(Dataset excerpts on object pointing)
········
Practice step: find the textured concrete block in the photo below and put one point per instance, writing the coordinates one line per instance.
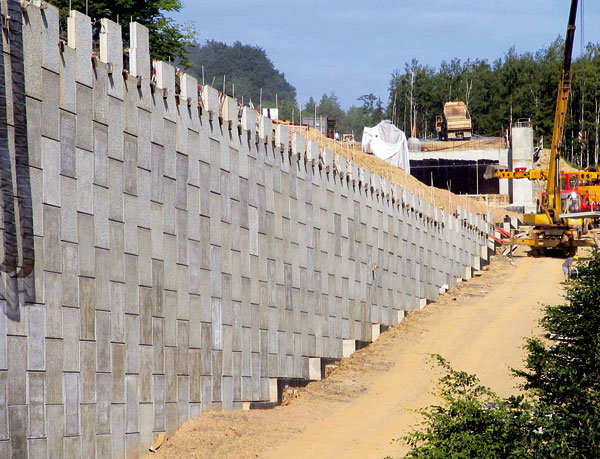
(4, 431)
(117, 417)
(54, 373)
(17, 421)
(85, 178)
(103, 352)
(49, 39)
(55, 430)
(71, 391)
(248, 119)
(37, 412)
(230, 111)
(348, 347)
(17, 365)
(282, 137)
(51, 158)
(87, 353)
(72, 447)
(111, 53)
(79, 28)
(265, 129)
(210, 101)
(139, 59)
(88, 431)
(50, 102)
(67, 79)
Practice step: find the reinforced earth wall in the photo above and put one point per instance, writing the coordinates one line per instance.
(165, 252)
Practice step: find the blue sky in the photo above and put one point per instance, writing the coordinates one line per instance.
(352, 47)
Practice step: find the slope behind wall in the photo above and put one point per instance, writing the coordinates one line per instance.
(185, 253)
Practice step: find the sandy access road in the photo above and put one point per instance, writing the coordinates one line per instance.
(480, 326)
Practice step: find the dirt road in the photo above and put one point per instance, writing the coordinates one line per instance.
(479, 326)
········
Please repeat these lines exactly, leaving the pictures out of your answer.

Practice step: find the textured concrete block in the photo below and put one point per instance, writing the coordinates one line per instance.
(4, 431)
(117, 417)
(54, 373)
(17, 421)
(85, 178)
(103, 352)
(49, 39)
(55, 430)
(71, 391)
(248, 119)
(37, 412)
(230, 111)
(348, 347)
(17, 365)
(282, 137)
(51, 158)
(87, 353)
(72, 447)
(111, 53)
(79, 28)
(265, 129)
(210, 101)
(139, 59)
(88, 431)
(50, 102)
(67, 79)
Practice step: find the reinforced earth wall in the photo above and put one point per instance, writing the coordinates one line per instance.
(165, 252)
Practice step: find the blue sky in the photo above and put one point per instance, writing the coordinates one line per instance.
(352, 47)
Practice step: find the slope behind wall in the photo above and put one point per instance, writing the coordinates one line per instance.
(185, 253)
Practice step: find the sandy access road in the photo above and put one point per instance, writing the coordinates one line per instance.
(480, 326)
Practice step: find the dirt road in the photo above and put one point per instance, writing the coordinates one line per instance.
(479, 326)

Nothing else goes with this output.